◆ Consegna:
Trova nel testo sulle richieste d'asilo in Danimarca, qui sotto, tutti i numeri scritti in cifre e riportali nell'ordine in cui compaiono.

Nel 2020 in Danimarca le richieste d’asilo da parte dei migranti sono state 1.547. Il numero più basso nel Paese dal 1998. Ma per il governo di Copenaghen non basta. L’obiettivo è quello di azzerare gli ingressi, per proteggere la coesione sociale.
È quanto ha detto ieri la premier danese Mette Frederiksen in un discorso al Parlamento. “Non possiamo promettere che ci saranno zero richiedenti asilo nel nostro Paese, ma possiamo costruire questo obiettivo”, ha annunciato in un passaggio del suo discorso, citato dal quotidiano britannico Daily Mail.
“Dobbiamo fare attenzione perché non arrivino troppe persone, altrimenti la nostra coesione sociale scomparirà”, ha spiegato Frederiksen.

◆ Dati forniti:
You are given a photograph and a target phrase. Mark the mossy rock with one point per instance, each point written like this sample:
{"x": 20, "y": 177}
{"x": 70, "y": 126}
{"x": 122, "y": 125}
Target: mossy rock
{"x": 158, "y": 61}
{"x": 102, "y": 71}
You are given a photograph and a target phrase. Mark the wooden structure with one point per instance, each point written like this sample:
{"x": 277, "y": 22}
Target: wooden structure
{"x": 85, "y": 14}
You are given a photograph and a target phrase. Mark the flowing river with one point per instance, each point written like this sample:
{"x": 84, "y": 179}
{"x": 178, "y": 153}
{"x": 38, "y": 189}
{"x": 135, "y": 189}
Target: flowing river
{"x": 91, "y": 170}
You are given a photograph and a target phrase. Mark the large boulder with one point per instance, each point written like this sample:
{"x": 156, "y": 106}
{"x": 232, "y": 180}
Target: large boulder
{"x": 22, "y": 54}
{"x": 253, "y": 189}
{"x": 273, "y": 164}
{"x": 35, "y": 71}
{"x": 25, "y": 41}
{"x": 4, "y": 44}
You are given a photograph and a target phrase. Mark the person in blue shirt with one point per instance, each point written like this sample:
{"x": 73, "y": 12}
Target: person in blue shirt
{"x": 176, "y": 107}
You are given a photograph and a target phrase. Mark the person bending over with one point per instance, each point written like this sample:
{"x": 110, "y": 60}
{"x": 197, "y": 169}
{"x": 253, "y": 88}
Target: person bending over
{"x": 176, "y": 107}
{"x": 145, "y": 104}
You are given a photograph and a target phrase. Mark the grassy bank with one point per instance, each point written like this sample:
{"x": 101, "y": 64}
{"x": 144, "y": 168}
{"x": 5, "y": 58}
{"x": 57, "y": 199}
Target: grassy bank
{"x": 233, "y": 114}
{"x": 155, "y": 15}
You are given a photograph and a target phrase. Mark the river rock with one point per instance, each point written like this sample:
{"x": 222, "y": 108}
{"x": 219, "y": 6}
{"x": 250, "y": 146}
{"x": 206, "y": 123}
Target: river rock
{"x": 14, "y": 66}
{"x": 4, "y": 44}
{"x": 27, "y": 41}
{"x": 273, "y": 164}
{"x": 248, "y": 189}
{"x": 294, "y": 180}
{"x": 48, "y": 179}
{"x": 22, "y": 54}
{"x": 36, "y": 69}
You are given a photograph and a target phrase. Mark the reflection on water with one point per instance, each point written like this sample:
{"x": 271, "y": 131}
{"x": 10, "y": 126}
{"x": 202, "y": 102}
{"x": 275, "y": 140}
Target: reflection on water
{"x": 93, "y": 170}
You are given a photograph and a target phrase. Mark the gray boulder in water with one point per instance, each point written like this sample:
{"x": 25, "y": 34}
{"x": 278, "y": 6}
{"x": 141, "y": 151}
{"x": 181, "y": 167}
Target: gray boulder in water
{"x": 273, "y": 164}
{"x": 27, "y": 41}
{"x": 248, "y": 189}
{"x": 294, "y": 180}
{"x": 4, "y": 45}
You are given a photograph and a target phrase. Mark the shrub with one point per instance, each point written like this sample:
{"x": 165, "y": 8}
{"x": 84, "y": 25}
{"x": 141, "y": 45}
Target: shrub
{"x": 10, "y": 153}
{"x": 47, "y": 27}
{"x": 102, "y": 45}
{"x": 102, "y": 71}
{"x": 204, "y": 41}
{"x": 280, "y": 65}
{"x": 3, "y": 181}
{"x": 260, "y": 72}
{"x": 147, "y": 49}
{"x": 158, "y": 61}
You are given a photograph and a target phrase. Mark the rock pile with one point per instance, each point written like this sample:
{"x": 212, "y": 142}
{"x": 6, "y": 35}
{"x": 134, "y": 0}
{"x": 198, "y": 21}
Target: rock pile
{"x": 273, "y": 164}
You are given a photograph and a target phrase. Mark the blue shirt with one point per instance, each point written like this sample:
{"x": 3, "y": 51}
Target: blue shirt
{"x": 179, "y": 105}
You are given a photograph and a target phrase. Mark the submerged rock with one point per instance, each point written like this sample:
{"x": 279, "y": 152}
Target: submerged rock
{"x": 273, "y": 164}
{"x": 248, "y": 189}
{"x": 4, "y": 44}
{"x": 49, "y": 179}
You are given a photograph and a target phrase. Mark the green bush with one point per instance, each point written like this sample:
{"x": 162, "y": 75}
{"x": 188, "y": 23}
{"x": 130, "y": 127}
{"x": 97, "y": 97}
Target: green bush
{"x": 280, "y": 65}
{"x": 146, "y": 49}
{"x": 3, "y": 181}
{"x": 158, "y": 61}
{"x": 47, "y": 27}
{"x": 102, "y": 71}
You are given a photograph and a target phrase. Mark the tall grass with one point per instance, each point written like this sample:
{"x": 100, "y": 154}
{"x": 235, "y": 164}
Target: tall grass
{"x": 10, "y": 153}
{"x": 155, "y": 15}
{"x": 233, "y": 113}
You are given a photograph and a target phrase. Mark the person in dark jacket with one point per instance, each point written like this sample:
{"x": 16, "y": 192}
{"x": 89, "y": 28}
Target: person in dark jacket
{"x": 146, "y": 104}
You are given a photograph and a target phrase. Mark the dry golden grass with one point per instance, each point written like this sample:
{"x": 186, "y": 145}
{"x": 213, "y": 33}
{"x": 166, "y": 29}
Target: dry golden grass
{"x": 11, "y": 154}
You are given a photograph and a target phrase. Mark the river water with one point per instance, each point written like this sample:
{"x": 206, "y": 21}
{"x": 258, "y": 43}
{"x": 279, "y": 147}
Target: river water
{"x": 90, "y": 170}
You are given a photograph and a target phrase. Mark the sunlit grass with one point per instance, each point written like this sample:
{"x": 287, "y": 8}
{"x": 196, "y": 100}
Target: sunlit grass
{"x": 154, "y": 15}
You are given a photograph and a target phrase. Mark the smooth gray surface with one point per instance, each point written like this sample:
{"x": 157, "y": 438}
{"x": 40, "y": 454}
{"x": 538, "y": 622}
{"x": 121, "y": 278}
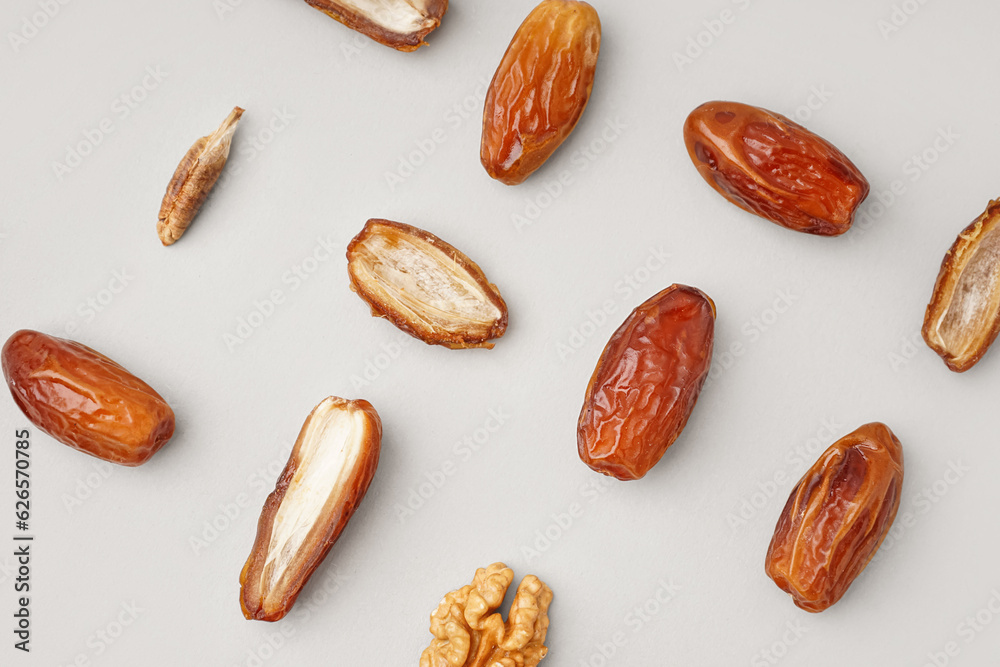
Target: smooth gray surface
{"x": 328, "y": 114}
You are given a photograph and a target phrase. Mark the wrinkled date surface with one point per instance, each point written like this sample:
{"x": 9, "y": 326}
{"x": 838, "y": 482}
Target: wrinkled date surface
{"x": 963, "y": 317}
{"x": 647, "y": 383}
{"x": 324, "y": 481}
{"x": 540, "y": 89}
{"x": 836, "y": 517}
{"x": 85, "y": 400}
{"x": 768, "y": 165}
{"x": 401, "y": 24}
{"x": 426, "y": 287}
{"x": 469, "y": 632}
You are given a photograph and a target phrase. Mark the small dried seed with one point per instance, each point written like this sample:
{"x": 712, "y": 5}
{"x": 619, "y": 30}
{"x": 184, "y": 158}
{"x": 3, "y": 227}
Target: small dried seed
{"x": 963, "y": 317}
{"x": 401, "y": 24}
{"x": 194, "y": 178}
{"x": 326, "y": 478}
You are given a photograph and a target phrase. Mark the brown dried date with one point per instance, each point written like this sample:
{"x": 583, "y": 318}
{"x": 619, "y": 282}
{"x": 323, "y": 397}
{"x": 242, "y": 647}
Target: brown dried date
{"x": 647, "y": 383}
{"x": 963, "y": 317}
{"x": 85, "y": 400}
{"x": 775, "y": 168}
{"x": 836, "y": 517}
{"x": 540, "y": 89}
{"x": 324, "y": 481}
{"x": 401, "y": 24}
{"x": 425, "y": 286}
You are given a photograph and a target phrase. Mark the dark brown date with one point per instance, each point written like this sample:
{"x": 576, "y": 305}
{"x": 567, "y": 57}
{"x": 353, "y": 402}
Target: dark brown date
{"x": 836, "y": 518}
{"x": 646, "y": 383}
{"x": 85, "y": 400}
{"x": 771, "y": 166}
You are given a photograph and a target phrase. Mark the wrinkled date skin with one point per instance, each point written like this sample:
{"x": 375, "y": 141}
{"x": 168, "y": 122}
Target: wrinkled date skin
{"x": 836, "y": 517}
{"x": 85, "y": 400}
{"x": 771, "y": 166}
{"x": 963, "y": 316}
{"x": 540, "y": 89}
{"x": 647, "y": 383}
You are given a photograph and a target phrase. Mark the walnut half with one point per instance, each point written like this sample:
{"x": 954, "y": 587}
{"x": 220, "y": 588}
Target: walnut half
{"x": 467, "y": 634}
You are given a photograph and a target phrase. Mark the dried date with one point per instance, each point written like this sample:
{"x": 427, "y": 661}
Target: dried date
{"x": 771, "y": 166}
{"x": 326, "y": 478}
{"x": 425, "y": 286}
{"x": 540, "y": 89}
{"x": 836, "y": 517}
{"x": 194, "y": 179}
{"x": 963, "y": 317}
{"x": 646, "y": 383}
{"x": 400, "y": 24}
{"x": 85, "y": 400}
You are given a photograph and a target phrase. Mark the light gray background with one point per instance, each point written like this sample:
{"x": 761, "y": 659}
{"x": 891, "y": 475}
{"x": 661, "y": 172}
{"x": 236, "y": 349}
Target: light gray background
{"x": 118, "y": 545}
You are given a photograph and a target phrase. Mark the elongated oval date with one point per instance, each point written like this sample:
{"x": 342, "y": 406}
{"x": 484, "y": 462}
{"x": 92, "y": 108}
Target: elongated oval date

◆ Risposta:
2020, 1.547, 1998